_OBJECTIVE 1:_ In the forum thread, replace "forum" with "message board" and write out the passage from "## Mentha (Jul" up to and including "Love the name!".

_DOCUMENT:_
###
# only one wings cut :/



## skrillex (Jul 2, 2011)

So I just got my new baby cockatiel today, his name is skrillex. I got him from a breeder and he's only 3.months old. The big question I have is once I got him in his cage (he was being veryy feisty) I noticed that one of his wings was clipped, just one. I didn't really want to clip his wings and leave him flighted, and I know his next molt will be in about three months. I should clip his other wing right? The breeder said it was ok like that but I know I have read that if they try to glide down they can't right because of the wings being unevenly cut. Please give me some answers some one


----------



## Virtue (May 18, 2011)

I suggest you take him to an *avian* vet for his first check-up. Ask the vet to take out his leg band and cut his other wing as well. Newly bought birds should always see an avian vet first. The whole thing should be less than $50. Cockatiels should visit an avian vet once every 12 months even if they look healthy.


----------



## Mentha (Jul 11, 2010)

Do not get the leg band taken off unless it's bothering your bird. You need that for identification should your bird escape at any time. I've seen many people on this forum alone lose their birds. It's not uncommon. If you have the leg band number on file it's much easier to locate your bird. They can fly 50 miles in one day and many birds do look alike.


----------



## jasedee (Jul 3, 2011)

Skrillex? Love the name!


----------



## Virtue (May 18, 2011)

Mentha said:


> Do not get the leg band taken off unless it's bothering your bird. You need that for identification should your bird escape at any time. I've seen many people on this forum alone lose their birds. It's not uncommon. If you have the leg band number on file it's much easier to locate your bird. They can fly 50 miles in one day and many birds do look alike.


True, but the bird will be dead in short to no time. The chances of your bird's leg getting caught in something because of the band are far greater than your bird being lost.


----------



## tielfan (Aug 31, 2008)
###
_Photo object pointing records:_
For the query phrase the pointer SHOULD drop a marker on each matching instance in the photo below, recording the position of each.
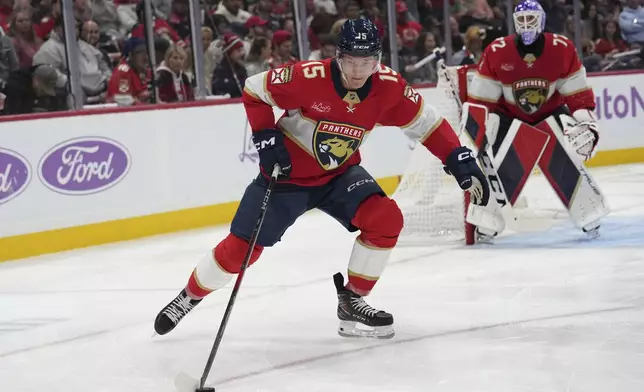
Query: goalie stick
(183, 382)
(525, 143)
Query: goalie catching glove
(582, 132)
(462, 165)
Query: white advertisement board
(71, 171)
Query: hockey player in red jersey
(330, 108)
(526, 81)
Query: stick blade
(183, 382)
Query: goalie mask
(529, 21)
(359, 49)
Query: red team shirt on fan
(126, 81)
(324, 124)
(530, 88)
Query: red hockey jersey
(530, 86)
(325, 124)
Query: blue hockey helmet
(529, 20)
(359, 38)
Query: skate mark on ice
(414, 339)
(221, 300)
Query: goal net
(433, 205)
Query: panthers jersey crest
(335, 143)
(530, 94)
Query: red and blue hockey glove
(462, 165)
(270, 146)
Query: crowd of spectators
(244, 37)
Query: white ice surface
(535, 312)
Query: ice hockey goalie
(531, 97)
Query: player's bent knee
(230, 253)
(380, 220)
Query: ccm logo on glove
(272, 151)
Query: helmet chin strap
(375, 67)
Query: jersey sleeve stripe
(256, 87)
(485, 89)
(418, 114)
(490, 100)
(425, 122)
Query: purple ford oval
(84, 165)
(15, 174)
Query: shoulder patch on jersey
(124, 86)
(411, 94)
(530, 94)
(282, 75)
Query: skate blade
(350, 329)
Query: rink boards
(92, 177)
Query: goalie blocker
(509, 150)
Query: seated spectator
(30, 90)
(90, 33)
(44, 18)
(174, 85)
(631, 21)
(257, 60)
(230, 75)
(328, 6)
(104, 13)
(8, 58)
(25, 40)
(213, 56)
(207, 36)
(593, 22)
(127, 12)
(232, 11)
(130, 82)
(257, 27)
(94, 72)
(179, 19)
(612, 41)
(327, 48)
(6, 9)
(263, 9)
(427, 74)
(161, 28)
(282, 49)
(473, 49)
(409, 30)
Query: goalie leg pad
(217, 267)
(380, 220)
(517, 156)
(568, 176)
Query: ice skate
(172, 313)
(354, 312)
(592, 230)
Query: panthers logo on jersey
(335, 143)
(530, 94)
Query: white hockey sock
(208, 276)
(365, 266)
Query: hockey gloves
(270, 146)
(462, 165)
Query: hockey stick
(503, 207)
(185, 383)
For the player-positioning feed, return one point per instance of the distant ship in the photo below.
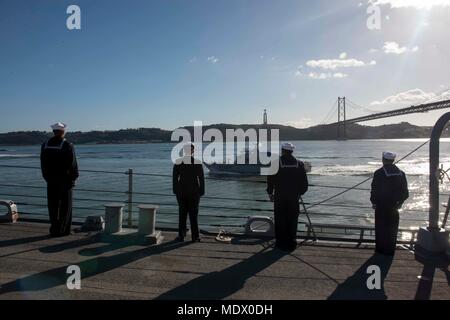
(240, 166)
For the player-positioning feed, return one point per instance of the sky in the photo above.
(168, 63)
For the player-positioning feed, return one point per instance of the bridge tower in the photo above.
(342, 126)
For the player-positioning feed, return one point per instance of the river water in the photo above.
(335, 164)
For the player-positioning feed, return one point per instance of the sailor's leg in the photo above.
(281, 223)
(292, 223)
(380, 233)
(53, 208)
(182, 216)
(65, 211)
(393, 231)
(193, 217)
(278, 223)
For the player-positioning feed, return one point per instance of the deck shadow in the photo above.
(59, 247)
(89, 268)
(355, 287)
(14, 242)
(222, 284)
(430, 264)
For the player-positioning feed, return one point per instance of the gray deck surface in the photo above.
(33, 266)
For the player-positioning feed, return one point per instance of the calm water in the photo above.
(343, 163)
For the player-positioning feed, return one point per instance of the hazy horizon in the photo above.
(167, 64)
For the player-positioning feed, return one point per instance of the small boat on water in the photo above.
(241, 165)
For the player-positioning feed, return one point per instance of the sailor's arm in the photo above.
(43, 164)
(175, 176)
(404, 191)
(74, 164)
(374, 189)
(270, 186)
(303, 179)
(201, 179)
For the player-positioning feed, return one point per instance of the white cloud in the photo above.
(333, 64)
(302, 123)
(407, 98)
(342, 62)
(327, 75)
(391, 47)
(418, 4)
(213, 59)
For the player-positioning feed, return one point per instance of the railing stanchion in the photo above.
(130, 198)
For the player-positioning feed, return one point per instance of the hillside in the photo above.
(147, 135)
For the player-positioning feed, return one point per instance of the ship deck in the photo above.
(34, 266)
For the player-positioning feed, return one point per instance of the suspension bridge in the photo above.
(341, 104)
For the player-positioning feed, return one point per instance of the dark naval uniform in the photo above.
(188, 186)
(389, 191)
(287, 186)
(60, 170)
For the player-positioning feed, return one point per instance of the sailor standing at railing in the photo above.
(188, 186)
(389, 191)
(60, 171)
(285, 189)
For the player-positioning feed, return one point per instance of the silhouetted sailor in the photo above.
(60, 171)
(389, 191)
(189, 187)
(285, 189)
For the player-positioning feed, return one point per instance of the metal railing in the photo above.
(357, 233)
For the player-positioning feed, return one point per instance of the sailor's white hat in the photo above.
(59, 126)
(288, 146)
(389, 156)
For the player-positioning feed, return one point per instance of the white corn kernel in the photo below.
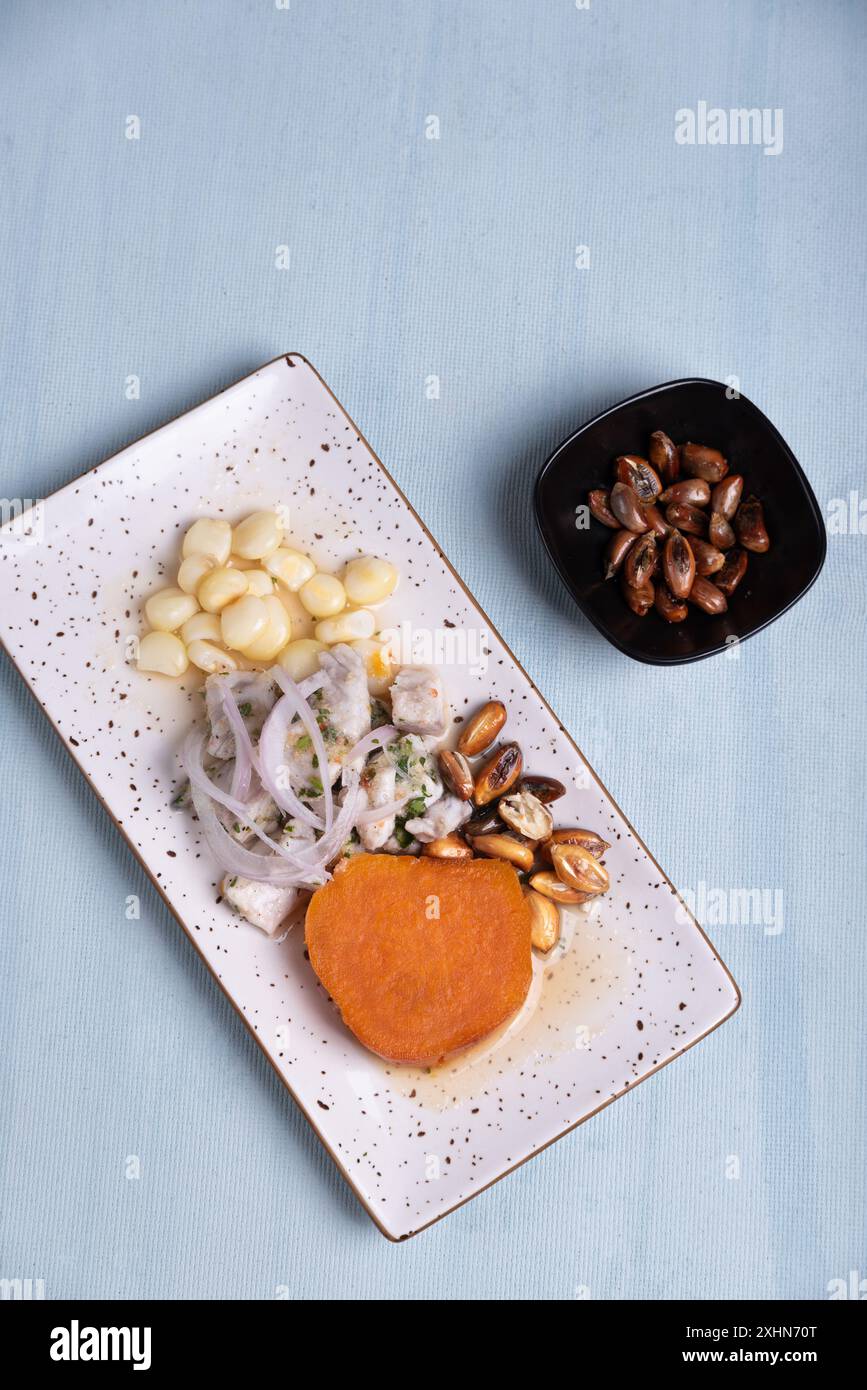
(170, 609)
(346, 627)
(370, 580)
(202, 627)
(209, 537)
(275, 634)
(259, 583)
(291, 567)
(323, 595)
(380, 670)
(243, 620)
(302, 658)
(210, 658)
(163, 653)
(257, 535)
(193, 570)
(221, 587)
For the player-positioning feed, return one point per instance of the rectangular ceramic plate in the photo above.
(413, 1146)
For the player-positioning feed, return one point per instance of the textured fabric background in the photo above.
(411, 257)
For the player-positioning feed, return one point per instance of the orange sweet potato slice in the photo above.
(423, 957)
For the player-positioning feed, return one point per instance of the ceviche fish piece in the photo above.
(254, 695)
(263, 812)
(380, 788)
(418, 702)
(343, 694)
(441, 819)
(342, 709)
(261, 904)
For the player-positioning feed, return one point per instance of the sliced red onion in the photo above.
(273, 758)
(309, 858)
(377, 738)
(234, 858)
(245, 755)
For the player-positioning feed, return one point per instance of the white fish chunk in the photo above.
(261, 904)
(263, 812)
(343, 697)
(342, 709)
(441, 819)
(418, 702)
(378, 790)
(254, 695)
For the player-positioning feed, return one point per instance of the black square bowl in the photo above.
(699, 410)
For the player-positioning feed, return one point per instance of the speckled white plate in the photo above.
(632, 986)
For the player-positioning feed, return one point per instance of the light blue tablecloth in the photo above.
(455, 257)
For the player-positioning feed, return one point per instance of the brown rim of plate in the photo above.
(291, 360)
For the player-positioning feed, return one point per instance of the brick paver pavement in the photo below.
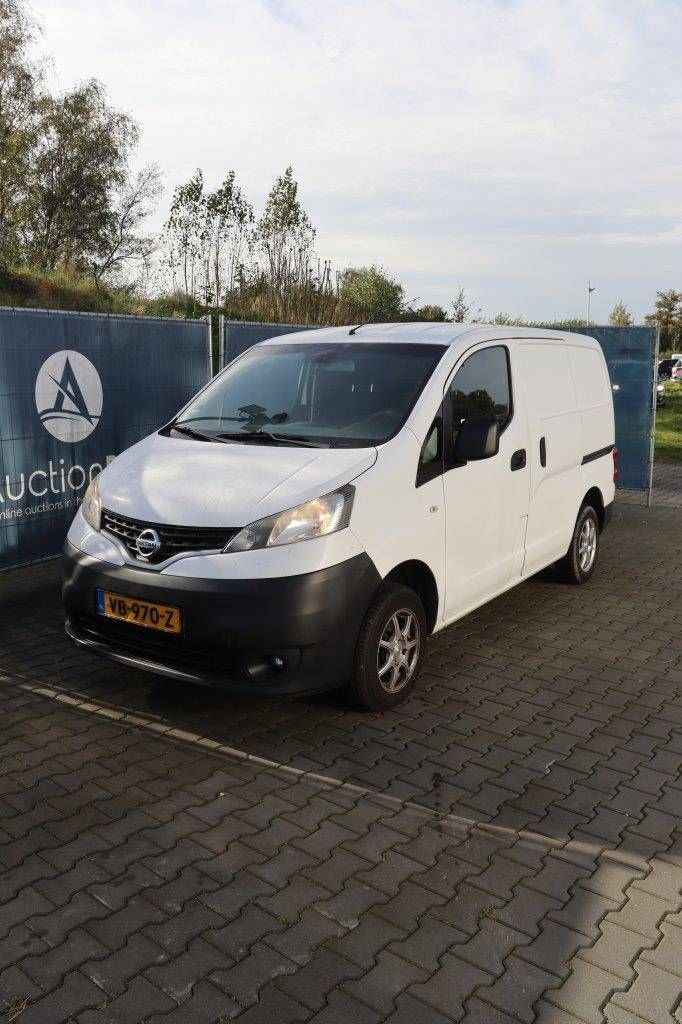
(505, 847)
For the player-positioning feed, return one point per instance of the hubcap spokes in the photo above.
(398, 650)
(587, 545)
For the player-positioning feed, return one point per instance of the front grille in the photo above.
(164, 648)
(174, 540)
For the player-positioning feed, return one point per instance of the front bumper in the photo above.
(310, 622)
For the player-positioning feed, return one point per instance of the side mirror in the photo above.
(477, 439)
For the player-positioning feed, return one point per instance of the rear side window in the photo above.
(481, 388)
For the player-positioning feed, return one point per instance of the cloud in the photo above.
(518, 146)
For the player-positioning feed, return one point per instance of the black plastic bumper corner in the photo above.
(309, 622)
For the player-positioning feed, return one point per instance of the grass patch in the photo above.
###
_OBJECTIVE 2:_ Put the lines of the rows above, from the line with "kernel in the photo below." up to and including the line with "(413, 1146)", into a Markdown table with the columns No. and Text, numbering each line and skipping blank ones. Leave the pictures out of the table.

_RESPONSE 1:_
## Mentha (Jul 11, 2010)

Do not get the leg band taken off unless it's bothering your bird. You need that for identification should your bird escape at any time. I've seen many people on this message board alone lose their birds. It's not uncommon. If you have the leg band number on file it's much easier to locate your bird. They can fly 50 miles in one day and many birds do look alike.


----------



## jasedee (Jul 3, 2011)

Skrillex? Love the name!

_RESPONSE 2:_
| No. | Text |
|---|---|
| 1 | For the player-positioning feed, return one point per instance of the white corn kernel in the photo below. |
| 2 | (170, 609) |
| 3 | (346, 627) |
| 4 | (370, 580) |
| 5 | (202, 627) |
| 6 | (209, 537) |
| 7 | (275, 634) |
| 8 | (259, 583) |
| 9 | (291, 567) |
| 10 | (323, 595) |
| 11 | (380, 670) |
| 12 | (243, 620) |
| 13 | (302, 658) |
| 14 | (210, 658) |
| 15 | (163, 653) |
| 16 | (257, 535) |
| 17 | (193, 570) |
| 18 | (221, 587) |
| 19 | For the player-positioning feed, return one point per instance of the rectangular ceramic plate in the photo above. |
| 20 | (413, 1146) |